Natural language region descriptions:
******************************
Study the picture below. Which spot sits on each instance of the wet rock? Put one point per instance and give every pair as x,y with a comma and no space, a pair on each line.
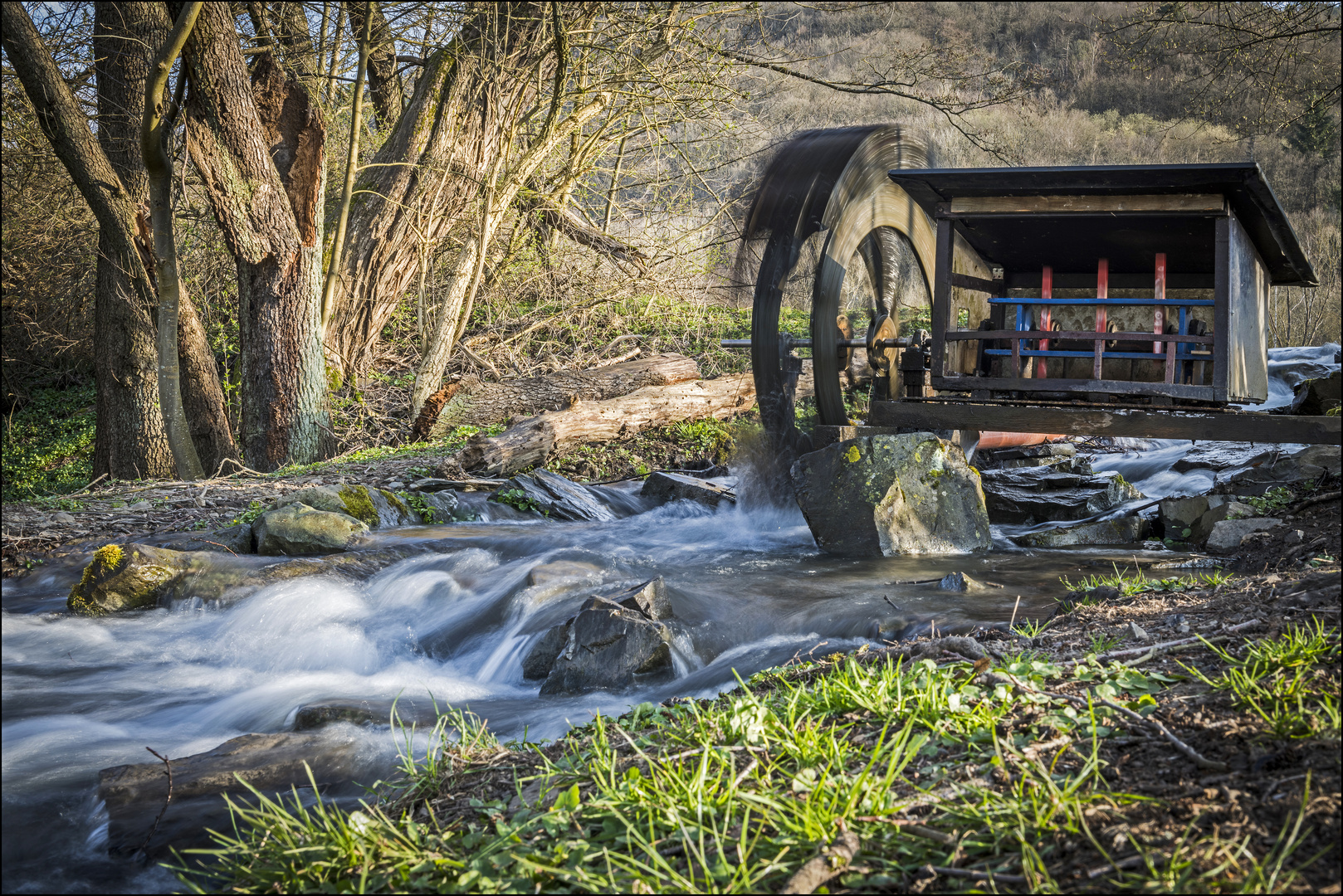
1318,397
295,529
1221,455
134,794
649,598
892,494
1227,535
1067,490
608,646
962,582
234,539
562,571
1218,508
130,577
375,508
1277,469
447,508
1029,455
540,659
1179,514
554,496
677,486
364,712
1125,529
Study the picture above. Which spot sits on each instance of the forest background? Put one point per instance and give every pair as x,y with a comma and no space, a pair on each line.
504,190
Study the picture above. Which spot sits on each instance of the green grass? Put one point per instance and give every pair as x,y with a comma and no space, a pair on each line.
49,444
1136,582
1291,683
736,794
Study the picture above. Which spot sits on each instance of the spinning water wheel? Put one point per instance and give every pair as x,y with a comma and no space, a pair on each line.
847,245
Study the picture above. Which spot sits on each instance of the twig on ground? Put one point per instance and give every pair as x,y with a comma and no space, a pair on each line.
154,830
819,869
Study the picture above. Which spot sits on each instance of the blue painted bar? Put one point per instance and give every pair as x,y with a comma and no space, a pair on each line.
1139,356
1178,303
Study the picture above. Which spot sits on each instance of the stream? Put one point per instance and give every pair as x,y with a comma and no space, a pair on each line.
747,583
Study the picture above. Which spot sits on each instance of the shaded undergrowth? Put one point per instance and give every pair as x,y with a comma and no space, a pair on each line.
949,778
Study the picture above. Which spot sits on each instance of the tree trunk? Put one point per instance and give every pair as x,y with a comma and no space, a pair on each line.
125,35
154,129
427,175
129,441
260,145
478,403
532,441
383,80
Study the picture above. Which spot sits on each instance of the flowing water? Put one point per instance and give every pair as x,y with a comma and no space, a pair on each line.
749,587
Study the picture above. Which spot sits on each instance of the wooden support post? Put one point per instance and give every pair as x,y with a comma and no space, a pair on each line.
1160,327
942,296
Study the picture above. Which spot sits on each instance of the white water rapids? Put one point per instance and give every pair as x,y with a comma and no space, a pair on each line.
749,587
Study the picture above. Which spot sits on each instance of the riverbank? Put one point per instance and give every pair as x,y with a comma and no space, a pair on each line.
1155,735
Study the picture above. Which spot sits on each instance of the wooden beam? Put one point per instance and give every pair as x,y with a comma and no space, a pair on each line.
1208,203
1103,387
978,284
969,336
1160,425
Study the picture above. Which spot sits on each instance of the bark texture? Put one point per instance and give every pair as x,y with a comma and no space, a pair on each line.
482,403
258,143
532,441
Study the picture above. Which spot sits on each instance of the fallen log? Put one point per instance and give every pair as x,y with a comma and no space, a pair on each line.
478,403
532,441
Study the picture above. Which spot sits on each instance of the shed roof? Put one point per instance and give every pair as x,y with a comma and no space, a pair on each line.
1243,184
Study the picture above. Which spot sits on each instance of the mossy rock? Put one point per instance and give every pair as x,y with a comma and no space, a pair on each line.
375,508
130,577
297,529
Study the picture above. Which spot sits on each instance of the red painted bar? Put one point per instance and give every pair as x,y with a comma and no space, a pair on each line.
1101,292
1047,290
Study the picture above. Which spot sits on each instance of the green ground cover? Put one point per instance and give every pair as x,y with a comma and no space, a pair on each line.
945,777
49,444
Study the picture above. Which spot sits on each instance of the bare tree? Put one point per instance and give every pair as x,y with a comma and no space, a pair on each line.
1258,67
154,136
258,141
109,173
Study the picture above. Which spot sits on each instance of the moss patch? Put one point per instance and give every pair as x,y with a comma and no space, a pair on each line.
359,505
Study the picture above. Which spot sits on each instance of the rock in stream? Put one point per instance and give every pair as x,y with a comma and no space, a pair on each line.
892,494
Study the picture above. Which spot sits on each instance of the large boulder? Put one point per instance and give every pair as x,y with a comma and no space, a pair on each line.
271,763
295,529
375,508
1276,470
1125,529
1227,535
613,640
130,577
608,646
677,486
554,496
1065,490
1318,397
892,494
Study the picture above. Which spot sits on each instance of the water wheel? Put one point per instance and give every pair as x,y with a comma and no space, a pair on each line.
840,242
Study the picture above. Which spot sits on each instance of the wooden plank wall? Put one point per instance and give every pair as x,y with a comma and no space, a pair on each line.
1247,373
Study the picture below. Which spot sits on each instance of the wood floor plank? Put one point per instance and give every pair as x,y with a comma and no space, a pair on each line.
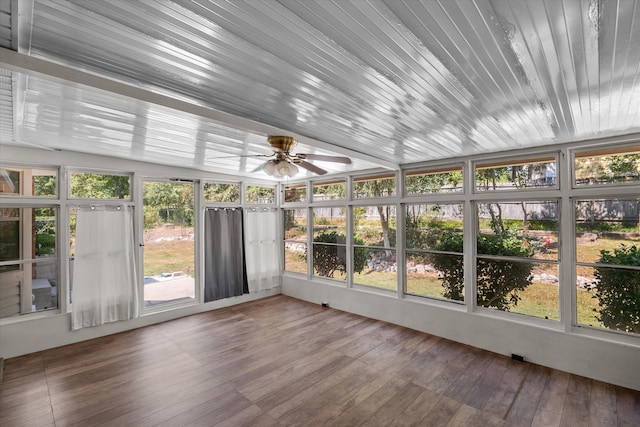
416,410
441,413
355,373
577,402
602,404
628,407
503,397
526,401
362,412
551,404
280,361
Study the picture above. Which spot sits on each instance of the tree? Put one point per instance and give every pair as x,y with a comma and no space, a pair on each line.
99,186
618,289
329,255
222,192
498,281
168,202
380,188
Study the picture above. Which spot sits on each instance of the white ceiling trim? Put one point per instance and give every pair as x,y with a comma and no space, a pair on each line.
19,62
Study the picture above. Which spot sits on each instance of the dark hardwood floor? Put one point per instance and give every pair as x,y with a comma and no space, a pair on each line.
280,361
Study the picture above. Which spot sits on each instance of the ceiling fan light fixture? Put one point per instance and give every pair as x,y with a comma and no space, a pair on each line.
285,168
270,168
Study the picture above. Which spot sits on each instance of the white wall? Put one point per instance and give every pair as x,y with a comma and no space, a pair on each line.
614,362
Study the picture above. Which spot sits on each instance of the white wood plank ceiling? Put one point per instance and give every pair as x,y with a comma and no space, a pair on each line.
387,82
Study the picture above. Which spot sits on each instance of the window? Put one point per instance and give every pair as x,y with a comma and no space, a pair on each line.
329,242
295,240
221,193
28,260
34,182
374,242
295,193
169,247
434,250
607,166
86,185
443,180
374,186
516,175
517,257
330,190
255,194
608,263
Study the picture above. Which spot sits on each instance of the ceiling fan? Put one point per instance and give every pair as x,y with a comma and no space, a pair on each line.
285,163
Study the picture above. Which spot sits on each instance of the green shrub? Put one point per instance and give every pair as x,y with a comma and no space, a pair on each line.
498,281
329,258
618,290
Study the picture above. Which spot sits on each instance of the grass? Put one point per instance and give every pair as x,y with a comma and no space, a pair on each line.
167,257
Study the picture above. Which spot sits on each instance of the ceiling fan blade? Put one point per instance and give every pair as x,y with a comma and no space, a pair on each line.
259,168
240,156
308,166
335,159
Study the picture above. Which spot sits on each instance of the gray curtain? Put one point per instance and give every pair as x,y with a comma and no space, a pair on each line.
225,274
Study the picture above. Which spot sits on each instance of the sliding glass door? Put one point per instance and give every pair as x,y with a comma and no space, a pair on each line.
169,249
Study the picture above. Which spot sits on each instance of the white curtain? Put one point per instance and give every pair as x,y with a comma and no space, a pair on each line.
262,249
105,280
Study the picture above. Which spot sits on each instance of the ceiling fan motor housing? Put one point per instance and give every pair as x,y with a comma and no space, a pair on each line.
282,143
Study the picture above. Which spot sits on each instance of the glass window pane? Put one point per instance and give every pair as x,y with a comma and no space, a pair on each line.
295,257
619,165
434,226
331,190
531,173
221,193
99,186
295,224
606,225
295,193
610,297
375,226
435,275
28,235
329,219
261,195
330,260
28,182
433,181
541,297
169,249
518,286
295,240
521,229
374,186
375,267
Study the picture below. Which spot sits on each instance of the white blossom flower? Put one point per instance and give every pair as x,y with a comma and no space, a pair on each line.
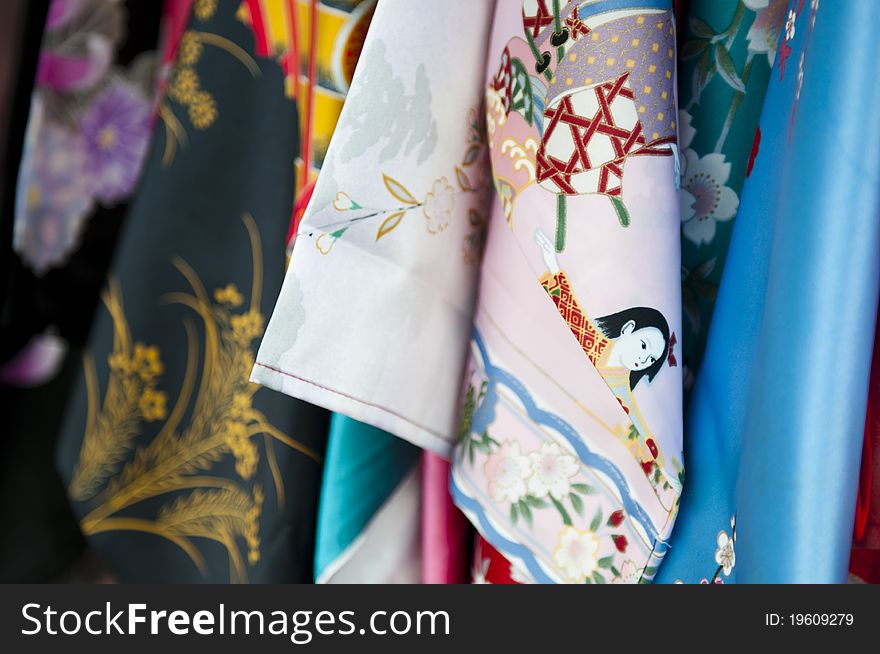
478,575
629,573
686,131
790,25
797,95
725,556
552,471
577,553
705,180
343,202
763,35
507,470
439,204
519,575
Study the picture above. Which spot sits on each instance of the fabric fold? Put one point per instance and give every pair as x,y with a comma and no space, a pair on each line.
375,311
773,438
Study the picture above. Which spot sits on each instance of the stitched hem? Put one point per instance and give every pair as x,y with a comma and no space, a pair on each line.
363,410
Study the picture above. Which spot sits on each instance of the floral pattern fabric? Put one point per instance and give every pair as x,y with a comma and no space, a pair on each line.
729,47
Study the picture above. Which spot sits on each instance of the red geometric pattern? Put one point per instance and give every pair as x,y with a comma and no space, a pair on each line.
592,341
503,81
626,142
539,20
576,27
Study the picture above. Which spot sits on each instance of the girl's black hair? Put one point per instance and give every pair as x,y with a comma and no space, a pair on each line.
643,317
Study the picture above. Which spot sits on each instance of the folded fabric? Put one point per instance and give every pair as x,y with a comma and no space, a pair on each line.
569,458
376,306
773,438
729,47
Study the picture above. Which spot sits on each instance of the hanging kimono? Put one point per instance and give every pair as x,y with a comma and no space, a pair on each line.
371,497
729,48
568,455
95,84
864,564
774,441
177,468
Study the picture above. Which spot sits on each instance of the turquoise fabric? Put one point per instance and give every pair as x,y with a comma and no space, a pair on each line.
362,468
776,419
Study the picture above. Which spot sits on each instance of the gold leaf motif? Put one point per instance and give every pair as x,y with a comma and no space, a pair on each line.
463,180
389,224
398,190
223,423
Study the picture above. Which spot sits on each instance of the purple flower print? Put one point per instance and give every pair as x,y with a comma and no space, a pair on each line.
52,200
116,131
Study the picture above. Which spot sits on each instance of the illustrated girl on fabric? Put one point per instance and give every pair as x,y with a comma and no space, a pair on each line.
625,347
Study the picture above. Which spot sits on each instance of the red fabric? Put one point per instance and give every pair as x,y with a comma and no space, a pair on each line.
865,558
490,567
258,24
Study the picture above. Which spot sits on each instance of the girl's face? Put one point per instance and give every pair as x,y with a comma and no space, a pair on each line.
638,349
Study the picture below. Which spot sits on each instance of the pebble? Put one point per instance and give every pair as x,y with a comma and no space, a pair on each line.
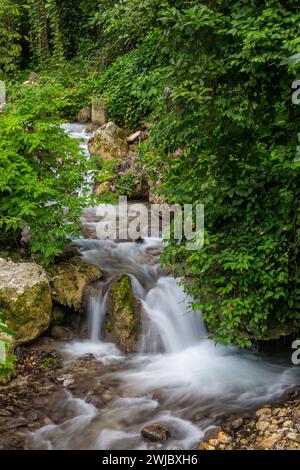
270,441
292,436
205,446
263,411
262,425
224,438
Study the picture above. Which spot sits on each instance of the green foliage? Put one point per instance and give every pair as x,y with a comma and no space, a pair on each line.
7,369
42,171
214,79
10,48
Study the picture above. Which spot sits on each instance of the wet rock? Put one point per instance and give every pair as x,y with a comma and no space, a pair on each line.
84,115
25,299
156,432
224,438
263,412
99,113
269,442
69,280
123,319
237,423
62,333
292,436
137,137
206,446
109,142
212,433
66,380
262,425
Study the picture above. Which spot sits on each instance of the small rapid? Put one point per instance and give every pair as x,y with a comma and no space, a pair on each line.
178,377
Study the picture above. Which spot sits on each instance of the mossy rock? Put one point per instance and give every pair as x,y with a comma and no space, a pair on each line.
69,280
123,319
25,299
109,142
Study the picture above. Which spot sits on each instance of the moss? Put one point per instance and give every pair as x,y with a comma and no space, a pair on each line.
124,316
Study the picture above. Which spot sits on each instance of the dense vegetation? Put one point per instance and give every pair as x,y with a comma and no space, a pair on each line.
215,79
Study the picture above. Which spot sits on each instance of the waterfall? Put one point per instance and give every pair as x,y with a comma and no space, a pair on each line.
178,372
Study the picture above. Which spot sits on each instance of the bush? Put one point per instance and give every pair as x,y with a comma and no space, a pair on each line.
42,171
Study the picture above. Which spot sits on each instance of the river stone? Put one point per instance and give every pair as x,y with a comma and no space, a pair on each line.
270,441
212,433
109,142
69,280
99,113
156,432
224,438
263,412
62,333
205,446
25,299
123,319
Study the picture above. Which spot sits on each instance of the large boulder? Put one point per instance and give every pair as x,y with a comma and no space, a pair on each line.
69,281
123,318
109,142
99,113
25,299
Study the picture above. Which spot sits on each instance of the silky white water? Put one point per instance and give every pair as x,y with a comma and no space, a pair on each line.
177,374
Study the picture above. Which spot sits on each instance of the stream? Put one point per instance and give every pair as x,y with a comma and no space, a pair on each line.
178,378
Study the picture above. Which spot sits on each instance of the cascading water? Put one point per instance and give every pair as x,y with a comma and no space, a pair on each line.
176,361
178,373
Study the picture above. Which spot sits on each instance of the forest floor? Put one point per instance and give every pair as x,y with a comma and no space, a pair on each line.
43,380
******************************
§ **Task to carry out**:
Look above for the line containing "of the silky". Return it and each line after it exactly, through the last line, and nothing more.

§ **Solved exercise**:
Study the picture above. Which spot sits on each instance of the silky white water? Put one point per instance and give every pair as x,y with a comma and no space, a pair on each line.
177,374
Study the picture above. Which spot sits on each instance of the stream? Put one point per instance and give every pair as x,y with a comma and no space, a pair on each line.
178,378
Study the picture above. Which spot sits on each instance of the cascading water? Put one point per instance and give every pair as x,y with a comma and no space, a pair on each line.
176,361
178,373
Study the picture above. Which spot sits on each instance of the forest floor? Put one point per instance and give every pair as x,y with a comma and no space, a pair on each line.
43,380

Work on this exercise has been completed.